─── Data to process ───

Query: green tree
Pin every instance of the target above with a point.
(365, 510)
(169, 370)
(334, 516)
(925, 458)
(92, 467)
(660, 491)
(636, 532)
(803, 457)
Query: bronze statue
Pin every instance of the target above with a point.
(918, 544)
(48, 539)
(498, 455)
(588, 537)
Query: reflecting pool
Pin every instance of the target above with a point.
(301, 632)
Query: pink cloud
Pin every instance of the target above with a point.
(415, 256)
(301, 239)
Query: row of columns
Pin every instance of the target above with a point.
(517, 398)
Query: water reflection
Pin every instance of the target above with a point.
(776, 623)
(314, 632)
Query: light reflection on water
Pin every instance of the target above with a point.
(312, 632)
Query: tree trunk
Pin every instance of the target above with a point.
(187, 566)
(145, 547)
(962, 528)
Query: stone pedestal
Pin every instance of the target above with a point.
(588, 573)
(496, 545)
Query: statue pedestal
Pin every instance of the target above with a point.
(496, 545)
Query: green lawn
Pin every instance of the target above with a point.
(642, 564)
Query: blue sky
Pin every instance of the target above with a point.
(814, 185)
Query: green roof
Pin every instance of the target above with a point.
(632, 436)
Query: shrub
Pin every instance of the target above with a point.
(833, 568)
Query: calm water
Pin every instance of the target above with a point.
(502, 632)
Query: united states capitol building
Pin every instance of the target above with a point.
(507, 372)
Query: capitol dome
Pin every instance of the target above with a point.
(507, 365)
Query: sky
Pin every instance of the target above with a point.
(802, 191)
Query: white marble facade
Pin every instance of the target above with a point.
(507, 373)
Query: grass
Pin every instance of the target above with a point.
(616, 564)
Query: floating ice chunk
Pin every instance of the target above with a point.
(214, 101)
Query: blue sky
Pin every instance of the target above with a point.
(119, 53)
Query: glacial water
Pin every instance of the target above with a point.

───

__Exercise brief__
Your answer must be an exact copy of all the entries.

__Solution below__
Query: green tree
Pin every instance of the target above with a point.
(365, 510)
(169, 370)
(334, 516)
(925, 458)
(92, 467)
(660, 491)
(636, 532)
(803, 457)
Query: bronze statue
Pin every instance of the target above with a point.
(918, 544)
(48, 539)
(498, 455)
(588, 537)
Query: reflecting pool
Pin every instance of the target above with a point.
(301, 632)
Query: pink cloud
Pin every instance of the target above with a point.
(415, 256)
(301, 239)
Query: row of columns
Pin every instance of the target above with a point.
(517, 398)
Query: water reflection
Pin every instance of the target above with a point.
(776, 623)
(314, 632)
Query: light reflection on water
Pin every instance of the target above with a point.
(312, 632)
Query: tree trunk
Pin every instance of the target above with a point.
(187, 566)
(145, 547)
(962, 528)
Query: stone pedestal
Pin every instance of the target above with a point.
(588, 573)
(496, 545)
Query: statue pedestal
Pin every instance of the target above with a point.
(496, 545)
Query: green lawn
Pin every instance of the target above with a point.
(642, 564)
Query: blue sky
Pin every instance of the target above with a point.
(814, 185)
Query: green roof
Pin every instance of the target above with a point.
(632, 436)
Query: shrub
Pin every instance of the target above with a point.
(833, 568)
Query: calm water
Pin every instance of the target above with a point.
(502, 632)
Query: united states capitol building
Pin every instance of the target above with a point.
(507, 372)
Query: capitol dome
Pin every instance of the target above with a point.
(507, 365)
Query: sky
Pin every instance of the target above with a point.
(802, 191)
Query: white marble facade
Pin every instance of the target above with a point.
(507, 373)
Query: grass
Pin every instance of the target above with a point.
(616, 564)
Query: floating ice chunk
Pin every instance of the target above with a point.
(214, 101)
Query: blue sky
Pin every instance of the target above with a point.
(119, 53)
Query: glacial water
Pin every instance of the target above with a point.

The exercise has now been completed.